_WRITTEN PROBLEM_
Quote the entries that follow exactly, leaving none out.

_MATERIAL FOR THIS TASK_

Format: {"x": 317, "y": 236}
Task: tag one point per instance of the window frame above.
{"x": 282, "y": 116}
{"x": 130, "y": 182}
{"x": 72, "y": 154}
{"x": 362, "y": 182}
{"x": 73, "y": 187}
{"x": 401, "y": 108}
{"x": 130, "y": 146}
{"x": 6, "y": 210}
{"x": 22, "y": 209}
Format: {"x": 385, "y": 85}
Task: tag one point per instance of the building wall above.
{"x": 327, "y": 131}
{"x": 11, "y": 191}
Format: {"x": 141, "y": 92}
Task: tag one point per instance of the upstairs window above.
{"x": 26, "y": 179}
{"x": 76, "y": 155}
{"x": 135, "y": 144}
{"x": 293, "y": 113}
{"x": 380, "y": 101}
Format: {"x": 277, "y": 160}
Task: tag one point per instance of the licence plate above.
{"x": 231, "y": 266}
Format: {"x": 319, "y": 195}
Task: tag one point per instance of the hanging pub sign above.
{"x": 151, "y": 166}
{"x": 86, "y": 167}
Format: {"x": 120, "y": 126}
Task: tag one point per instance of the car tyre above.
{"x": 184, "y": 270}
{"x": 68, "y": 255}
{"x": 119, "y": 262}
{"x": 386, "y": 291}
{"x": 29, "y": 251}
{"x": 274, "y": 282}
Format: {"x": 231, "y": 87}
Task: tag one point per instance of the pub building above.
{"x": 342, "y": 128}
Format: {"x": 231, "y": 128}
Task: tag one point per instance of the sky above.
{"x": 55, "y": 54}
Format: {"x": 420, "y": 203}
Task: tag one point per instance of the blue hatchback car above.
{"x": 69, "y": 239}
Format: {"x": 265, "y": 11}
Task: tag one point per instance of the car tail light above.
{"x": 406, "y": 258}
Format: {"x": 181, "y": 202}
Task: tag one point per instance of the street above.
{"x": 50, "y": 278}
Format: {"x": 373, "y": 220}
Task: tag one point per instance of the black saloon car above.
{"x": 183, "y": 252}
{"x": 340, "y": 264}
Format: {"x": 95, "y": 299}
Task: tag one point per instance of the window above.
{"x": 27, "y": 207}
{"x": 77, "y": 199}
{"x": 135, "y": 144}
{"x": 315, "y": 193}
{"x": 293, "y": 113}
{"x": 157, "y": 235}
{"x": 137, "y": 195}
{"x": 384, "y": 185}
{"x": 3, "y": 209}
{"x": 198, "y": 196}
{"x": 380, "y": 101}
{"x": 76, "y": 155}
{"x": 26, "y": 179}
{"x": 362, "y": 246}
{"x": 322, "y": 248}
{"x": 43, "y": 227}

_THE RESPONSE_
Format: {"x": 317, "y": 236}
Task: tag one point per instance of the window frame above.
{"x": 282, "y": 116}
{"x": 130, "y": 182}
{"x": 72, "y": 154}
{"x": 362, "y": 182}
{"x": 73, "y": 187}
{"x": 401, "y": 108}
{"x": 130, "y": 146}
{"x": 6, "y": 210}
{"x": 22, "y": 209}
Format: {"x": 385, "y": 85}
Task: tag one point per instance of the building wall above.
{"x": 327, "y": 131}
{"x": 11, "y": 191}
Format: {"x": 141, "y": 92}
Task: tag one point per instance of the upstairs window above.
{"x": 26, "y": 179}
{"x": 76, "y": 155}
{"x": 135, "y": 144}
{"x": 293, "y": 113}
{"x": 380, "y": 101}
Format: {"x": 277, "y": 160}
Task: tag one point per instance of the licence plate above.
{"x": 231, "y": 266}
Format: {"x": 319, "y": 195}
Task: tag one point per instance of the hanging pub sign above.
{"x": 151, "y": 166}
{"x": 86, "y": 167}
Format: {"x": 120, "y": 126}
Task: tag one point per instance of the car tyre above.
{"x": 184, "y": 270}
{"x": 68, "y": 255}
{"x": 119, "y": 262}
{"x": 386, "y": 291}
{"x": 29, "y": 251}
{"x": 274, "y": 282}
Format: {"x": 231, "y": 87}
Task: tag one point per instance of the pub building above.
{"x": 342, "y": 128}
Format: {"x": 231, "y": 128}
Task: tag one point per instance of the sky above.
{"x": 55, "y": 54}
Format: {"x": 420, "y": 203}
Task: tag one point per instance of the blue hatchback car above.
{"x": 69, "y": 239}
Format: {"x": 265, "y": 11}
Task: tag one point per instance of the car tail light above.
{"x": 406, "y": 258}
Format: {"x": 181, "y": 202}
Task: tag one point per instance of the street above.
{"x": 50, "y": 278}
Format: {"x": 373, "y": 220}
Task: tag one point per instance of the black saloon car above.
{"x": 183, "y": 252}
{"x": 340, "y": 264}
Format: {"x": 95, "y": 299}
Task: tag one point per instance of the window above.
{"x": 27, "y": 207}
{"x": 77, "y": 199}
{"x": 135, "y": 144}
{"x": 315, "y": 193}
{"x": 293, "y": 113}
{"x": 157, "y": 235}
{"x": 137, "y": 195}
{"x": 384, "y": 185}
{"x": 3, "y": 209}
{"x": 198, "y": 196}
{"x": 380, "y": 101}
{"x": 76, "y": 155}
{"x": 26, "y": 179}
{"x": 362, "y": 246}
{"x": 322, "y": 248}
{"x": 43, "y": 227}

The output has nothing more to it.